[How to complete this task]
Copy exactly, from the beginning of the material below, every line up to and including the one holding "box: [289, 213, 308, 241]", with the pictures left out.

[Given information]
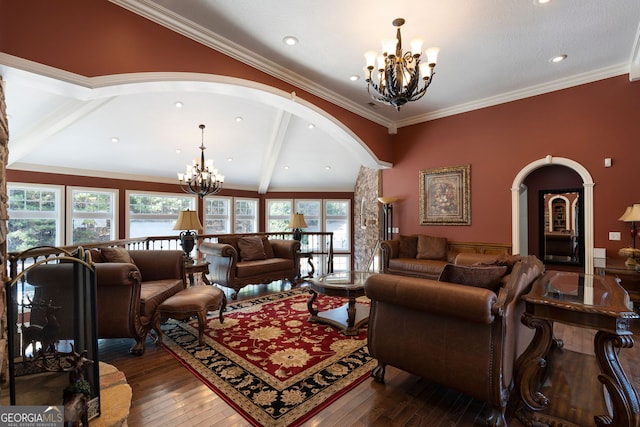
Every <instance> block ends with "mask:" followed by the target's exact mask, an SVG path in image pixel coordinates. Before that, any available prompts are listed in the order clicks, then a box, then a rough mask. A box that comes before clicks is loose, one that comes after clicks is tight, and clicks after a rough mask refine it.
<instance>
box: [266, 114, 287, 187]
mask: <svg viewBox="0 0 640 427" xmlns="http://www.w3.org/2000/svg"><path fill="white" fill-rule="evenodd" d="M290 122H291V113H290V112H288V111H284V110H279V111H278V113H277V114H276V118H275V120H274V123H273V131H272V132H271V137H270V138H269V142H268V143H269V146H268V147H267V154H266V155H265V157H264V159H263V161H262V168H261V172H260V183H259V185H258V194H266V192H267V190H269V184H270V183H271V178H273V171H274V170H275V167H276V162H277V161H278V158H279V157H280V151H282V145H283V142H284V138H285V136H286V134H287V130H288V129H289V123H290Z"/></svg>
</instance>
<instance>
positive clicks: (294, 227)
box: [289, 213, 308, 241]
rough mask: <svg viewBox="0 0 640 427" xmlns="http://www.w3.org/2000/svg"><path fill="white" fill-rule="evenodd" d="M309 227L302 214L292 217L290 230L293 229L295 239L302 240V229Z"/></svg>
mask: <svg viewBox="0 0 640 427" xmlns="http://www.w3.org/2000/svg"><path fill="white" fill-rule="evenodd" d="M307 227H308V225H307V223H306V221H305V220H304V215H303V214H301V213H294V214H292V215H291V219H290V220H289V228H291V229H293V239H294V240H298V241H299V240H301V239H302V231H301V230H300V229H301V228H307Z"/></svg>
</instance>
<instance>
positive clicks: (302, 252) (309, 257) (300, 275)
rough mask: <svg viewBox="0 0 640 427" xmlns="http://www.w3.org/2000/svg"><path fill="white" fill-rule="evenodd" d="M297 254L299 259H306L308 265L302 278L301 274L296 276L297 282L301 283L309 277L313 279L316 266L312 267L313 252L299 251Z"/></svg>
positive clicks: (313, 266) (307, 264) (307, 278)
mask: <svg viewBox="0 0 640 427" xmlns="http://www.w3.org/2000/svg"><path fill="white" fill-rule="evenodd" d="M298 254H299V255H300V258H306V259H307V265H309V270H308V273H307V275H306V276H303V275H302V274H298V277H297V280H298V281H301V280H303V279H308V278H310V277H313V275H314V274H315V272H316V266H315V265H313V252H312V251H300V252H298Z"/></svg>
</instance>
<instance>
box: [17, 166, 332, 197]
mask: <svg viewBox="0 0 640 427" xmlns="http://www.w3.org/2000/svg"><path fill="white" fill-rule="evenodd" d="M7 169H8V170H16V171H24V172H41V173H52V174H57V175H74V176H76V175H77V176H83V177H84V176H87V177H92V178H104V179H115V180H124V181H137V182H154V183H159V184H173V185H178V181H177V180H176V179H172V178H162V177H158V176H147V175H136V174H126V173H118V172H108V171H97V170H93V169H80V168H78V169H76V168H65V167H59V166H47V165H34V164H31V163H20V162H16V163H13V164H12V165H11V166H9V167H7ZM224 189H227V190H243V191H255V192H257V191H258V189H257V188H255V187H250V186H242V185H228V184H225V186H224ZM295 191H312V190H304V189H303V190H300V189H296V190H295ZM313 191H315V190H313ZM332 191H336V190H335V189H334V190H332Z"/></svg>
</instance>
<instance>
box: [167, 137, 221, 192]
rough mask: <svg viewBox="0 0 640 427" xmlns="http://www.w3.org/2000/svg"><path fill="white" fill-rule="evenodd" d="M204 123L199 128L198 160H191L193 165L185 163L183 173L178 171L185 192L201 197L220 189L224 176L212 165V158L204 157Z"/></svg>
mask: <svg viewBox="0 0 640 427" xmlns="http://www.w3.org/2000/svg"><path fill="white" fill-rule="evenodd" d="M204 127H205V126H204V125H200V126H199V128H200V130H201V131H202V142H201V144H200V161H198V159H194V160H193V165H187V170H186V173H185V174H182V173H178V181H179V182H180V187H181V188H182V190H183V191H184V192H185V193H191V194H196V195H198V197H200V198H201V199H202V198H204V196H206V195H209V194H216V193H218V192H220V190H222V184H223V182H224V176H222V175H219V174H218V170H217V169H215V168H214V167H213V160H207V161H205V159H204V150H205V149H206V148H207V147H205V146H204Z"/></svg>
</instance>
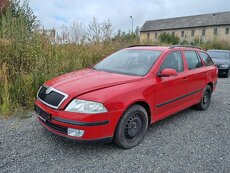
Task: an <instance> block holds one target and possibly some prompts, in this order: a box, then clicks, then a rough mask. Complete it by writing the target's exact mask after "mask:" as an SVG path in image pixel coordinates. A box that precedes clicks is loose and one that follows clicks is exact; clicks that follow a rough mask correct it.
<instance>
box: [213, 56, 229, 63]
mask: <svg viewBox="0 0 230 173" xmlns="http://www.w3.org/2000/svg"><path fill="white" fill-rule="evenodd" d="M212 60H213V61H214V63H215V64H216V65H221V64H229V65H230V60H228V59H224V58H215V57H213V58H212Z"/></svg>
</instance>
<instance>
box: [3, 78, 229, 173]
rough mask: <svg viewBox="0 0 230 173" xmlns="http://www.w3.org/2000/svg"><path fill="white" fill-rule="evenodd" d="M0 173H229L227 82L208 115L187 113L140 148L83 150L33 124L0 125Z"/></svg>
mask: <svg viewBox="0 0 230 173" xmlns="http://www.w3.org/2000/svg"><path fill="white" fill-rule="evenodd" d="M0 172H1V173H5V172H7V173H8V172H87V173H88V172H143V173H146V172H154V173H161V172H172V173H177V172H198V173H208V172H214V173H219V172H223V173H229V172H230V78H229V79H226V78H220V79H219V82H218V85H217V90H216V91H215V92H214V94H213V97H212V103H211V105H210V108H209V109H208V110H206V111H197V110H195V109H194V108H190V109H187V110H185V111H182V112H180V113H177V114H175V115H174V116H171V117H169V118H167V119H165V120H162V121H160V122H158V123H156V124H154V125H151V126H150V127H149V129H148V132H147V134H146V136H145V138H144V140H143V141H142V143H141V144H140V145H138V146H137V147H135V148H133V149H129V150H123V149H120V148H118V147H117V146H116V145H114V144H82V143H78V142H73V141H70V140H67V139H64V138H61V137H58V136H55V135H53V134H51V133H49V132H48V131H47V130H45V129H44V128H43V127H42V126H41V125H40V124H39V123H38V122H37V121H36V119H35V116H32V117H31V118H27V119H19V118H11V119H8V120H0Z"/></svg>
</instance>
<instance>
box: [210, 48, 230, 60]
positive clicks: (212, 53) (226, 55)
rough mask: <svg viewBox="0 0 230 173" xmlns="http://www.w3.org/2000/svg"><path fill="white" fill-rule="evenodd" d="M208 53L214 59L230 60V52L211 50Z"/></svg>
mask: <svg viewBox="0 0 230 173" xmlns="http://www.w3.org/2000/svg"><path fill="white" fill-rule="evenodd" d="M207 53H208V55H209V56H210V57H212V58H217V59H229V58H230V56H229V55H230V54H229V52H225V51H212V50H209V51H207Z"/></svg>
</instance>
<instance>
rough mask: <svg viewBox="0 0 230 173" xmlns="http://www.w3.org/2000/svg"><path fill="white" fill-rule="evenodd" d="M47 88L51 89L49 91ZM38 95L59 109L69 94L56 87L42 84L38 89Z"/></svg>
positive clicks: (43, 102)
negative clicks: (56, 88)
mask: <svg viewBox="0 0 230 173" xmlns="http://www.w3.org/2000/svg"><path fill="white" fill-rule="evenodd" d="M47 90H49V92H48V93H47ZM37 97H38V99H39V100H40V101H42V102H43V103H44V104H46V105H48V106H50V107H52V108H56V109H57V108H58V107H59V106H60V104H61V103H62V102H63V101H64V100H65V99H66V98H67V95H66V94H64V93H62V92H60V91H58V90H56V89H54V88H49V87H46V86H42V87H41V88H40V90H39V91H38V94H37Z"/></svg>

[Solution to this problem]
Every <instance> block ends with "mask:" followed by the target's exact mask, an SVG path in image pixel coordinates. Before that, any available prompts are listed in the order clicks, then a box, then a rough mask. A box that comes before clicks is loose, one that comes after clicks is tight, and clicks after a rough mask refine it.
<instance>
box: [266, 114, 287, 187]
mask: <svg viewBox="0 0 640 427" xmlns="http://www.w3.org/2000/svg"><path fill="white" fill-rule="evenodd" d="M290 122H291V113H290V112H288V111H284V110H279V111H278V113H277V114H276V118H275V120H274V123H273V131H272V132H271V137H270V138H269V142H268V143H269V146H268V147H267V154H266V155H265V157H264V159H263V161H262V168H261V172H260V183H259V185H258V194H266V192H267V190H269V184H270V183H271V178H273V171H274V170H275V167H276V162H277V161H278V158H279V157H280V151H282V145H283V142H284V138H285V136H286V134H287V130H288V129H289V123H290Z"/></svg>
</instance>
<instance>
positive clicks: (294, 227)
box: [289, 213, 308, 241]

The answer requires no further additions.